## Set task
Reproduce every line of the data below without alteration, leaving the pictures out of your answer.

(Object position labeling entries)
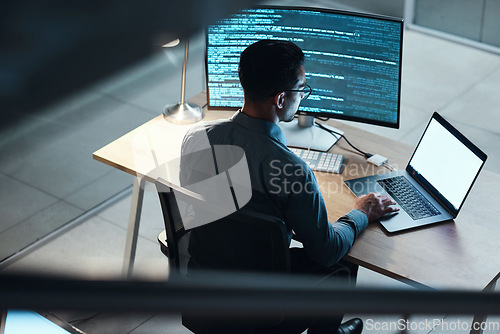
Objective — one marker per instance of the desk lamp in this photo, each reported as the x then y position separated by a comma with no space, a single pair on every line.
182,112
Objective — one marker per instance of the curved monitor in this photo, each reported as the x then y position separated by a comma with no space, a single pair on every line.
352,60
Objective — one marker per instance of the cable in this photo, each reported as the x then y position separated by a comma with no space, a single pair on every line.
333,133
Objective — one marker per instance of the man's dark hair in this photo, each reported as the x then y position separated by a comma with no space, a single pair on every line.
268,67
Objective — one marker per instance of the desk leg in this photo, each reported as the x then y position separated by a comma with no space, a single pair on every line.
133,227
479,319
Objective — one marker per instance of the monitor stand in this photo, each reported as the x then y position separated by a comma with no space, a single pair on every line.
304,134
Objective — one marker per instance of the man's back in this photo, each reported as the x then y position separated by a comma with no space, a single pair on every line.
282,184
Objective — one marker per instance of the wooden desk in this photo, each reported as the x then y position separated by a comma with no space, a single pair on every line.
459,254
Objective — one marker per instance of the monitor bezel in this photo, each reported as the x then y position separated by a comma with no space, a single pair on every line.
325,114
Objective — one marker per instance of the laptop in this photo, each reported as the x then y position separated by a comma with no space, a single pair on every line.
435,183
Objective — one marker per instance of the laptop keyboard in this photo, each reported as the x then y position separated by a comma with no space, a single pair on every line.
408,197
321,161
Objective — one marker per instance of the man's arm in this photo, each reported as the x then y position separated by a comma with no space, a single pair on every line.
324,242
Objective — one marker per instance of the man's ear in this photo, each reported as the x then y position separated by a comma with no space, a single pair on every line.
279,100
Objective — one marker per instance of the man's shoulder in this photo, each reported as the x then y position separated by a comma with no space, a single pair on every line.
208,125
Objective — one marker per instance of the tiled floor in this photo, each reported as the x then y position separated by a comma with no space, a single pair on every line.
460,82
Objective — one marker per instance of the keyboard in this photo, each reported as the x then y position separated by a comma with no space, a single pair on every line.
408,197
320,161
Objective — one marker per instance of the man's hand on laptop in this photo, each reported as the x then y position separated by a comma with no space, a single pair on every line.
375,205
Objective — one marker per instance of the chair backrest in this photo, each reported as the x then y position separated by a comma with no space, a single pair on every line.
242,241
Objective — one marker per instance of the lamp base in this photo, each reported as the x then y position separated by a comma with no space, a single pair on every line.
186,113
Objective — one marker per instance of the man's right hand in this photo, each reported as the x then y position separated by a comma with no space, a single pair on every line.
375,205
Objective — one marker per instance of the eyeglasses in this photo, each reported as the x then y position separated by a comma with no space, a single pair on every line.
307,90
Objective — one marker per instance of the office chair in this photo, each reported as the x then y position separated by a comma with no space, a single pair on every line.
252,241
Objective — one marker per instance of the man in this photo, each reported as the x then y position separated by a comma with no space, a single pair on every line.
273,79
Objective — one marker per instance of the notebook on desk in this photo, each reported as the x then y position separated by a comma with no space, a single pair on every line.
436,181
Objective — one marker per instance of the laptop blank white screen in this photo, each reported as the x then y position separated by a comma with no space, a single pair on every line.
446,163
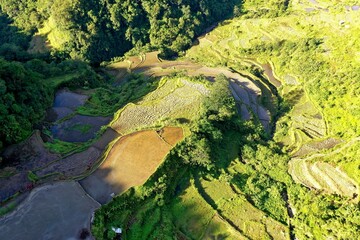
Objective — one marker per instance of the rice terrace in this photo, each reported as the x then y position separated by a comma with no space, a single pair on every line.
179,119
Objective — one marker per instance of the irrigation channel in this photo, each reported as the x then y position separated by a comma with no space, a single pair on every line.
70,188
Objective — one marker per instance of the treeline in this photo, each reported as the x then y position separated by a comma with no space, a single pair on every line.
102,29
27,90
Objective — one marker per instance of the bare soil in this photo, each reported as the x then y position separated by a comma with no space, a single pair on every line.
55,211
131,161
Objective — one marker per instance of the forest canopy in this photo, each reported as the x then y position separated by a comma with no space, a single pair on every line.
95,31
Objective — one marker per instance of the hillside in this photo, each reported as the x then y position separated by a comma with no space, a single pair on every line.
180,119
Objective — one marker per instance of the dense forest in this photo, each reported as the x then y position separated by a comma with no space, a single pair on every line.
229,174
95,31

## Full output
Objective — one marker per instance of the desk lamp in this photo, each reported as the x then y position separated by a comma with no space, a single pair on every line.
182,112
Objective — one marker per instance of the curved monitor in this photo, each reported as the x then y position separated by a comma with no space, a single pair on every line.
352,60
Objective — one marker per instance of the cable in this photo, each reported as the x then y position separated by a comma with no space, a single pair on every line.
333,133
Objective — one marker per instance of the man's dark hair in this photo, each reported as the x then y position separated by a comma with no space, a single pair on every line.
268,67
Objective — one marker per instance of the desk leg in this photo, each reported as the x then y position separated by a comma with no space, a single pair on every line.
133,227
479,319
Objective — one marker per instance of the monitor stand in this photo, each reported as the x then y position separated by a comma with no space, a single pair on every line.
304,134
Objective — one marker per instance of the man's back in this photo, each reported as the x then y position separated by a comma with no space, a single pair on every line.
282,184
Objective — one marker per instance of the wooden desk in this photo, each reported as the x then y position separated by a comma with no space, a single pair on every line.
459,254
Objective — one marker per instance of the monitor bezel in this photo, each reported as the x then y position separated by a comma with no space, a single pair on every line.
325,114
Objective — one marker per instance of the laptop in this photo, each reported as the x then y position separated by a comma with no space, a single pair on every line.
435,183
Objective — one marker per instance of the laptop keyboard in this photo, each reported as the x then y position separated by a comma with no space, a single pair on every line.
408,197
321,161
Objective — one marker per instance of the man's arm in this photo, each reported as the x then y position separated by a comma with no space, a single pair on every line.
324,242
Objective — one marker per instance of the man's ear in this photo, each reported as the x then y position separated by a comma with no space, a single pair on every line.
279,100
Objective — one marker per instance of the man's shoulder in this photo, each reported as the x then y position separated by a comma with no space, a single pair on every line.
208,125
Objective — one marker per instance of the tiled floor in this photo, each reported as the x then y position separated by a comma with no space, a single pair on every line.
460,82
Objective — one marker per instance of the keyboard in this photo, each reported as the x then y position separated by a comma with no space, a single pair on every line.
408,197
320,161
Objective — one marker per instance of the man's hand on laptop in this photo, each reported as the x then y position separated by a comma with no space, a single pair on every line.
375,205
Objective — one marker per instance of the chair backrest in this photo, each reported as the x then y position separated by a comma with no space, a single pair on every line.
242,241
Objective — one marker per instance of the lamp base in this photo, each reported as the x then y position separated by a comma with no space, a single pair on every line.
186,113
Objective — one marker per instance of the man's right hand in this photo, each reported as the x then y position separated by a comma with no space, a single pair on every line.
375,205
Objective — one marker per instance of the eyeglasses in this photo, each reported as the x then y position separated by a comma with no space, a single pair on every line.
307,90
Objective — one marker per instance of the office chair in this photo, each reported as the x then y position separated by a comma with no space, a single pair on every line.
252,241
Objective — one marker per instance of the man in this photo, each reported as the x then y position separated by a comma with no space, a single pair on every line.
273,79
Objective — one marker per instance of the notebook on desk in this photo, each reported as the x then y position separated by a comma with no space, a single pair on every line.
436,181
Objective — one marker per instance of the laptop blank white screen in this photo, each reported as the x then y position separated by a comma with no space, a single pair on every line.
446,163
Objective — one marker per instance of the rice terrace in this photo, each reported as the x then y position separated by a comma with no space, a single pair on every line.
179,119
Objective — one marker per instance of the irrigation channel in this photo, each reported as the x then y position separated by a comma with no space, a single pair on every line.
70,188
Objective — one marker per instance of the treeline in this photo, each reported as the x then y position separated by a comma with no space, a single pair on every line.
102,29
27,90
Objective — one marker per instance of the bare soil in this photo, each reported as the x then y position separated by a comma with no space, a single pair on every line.
55,211
131,161
Objective — one marker per instance of the forest canopy in this photo, each reported as the x then y position separated by a comma with no space, a single pair on every line.
95,31
Objective — one marker per instance of the hillside in this photo, each reported as the x then y position separated by a comma with no space, a single pair on every line.
180,119
Objective — one marker per instance of the dense forest in this photo, each reported as the x then y position separated by a comma with no space, a single pair on every line.
229,174
95,31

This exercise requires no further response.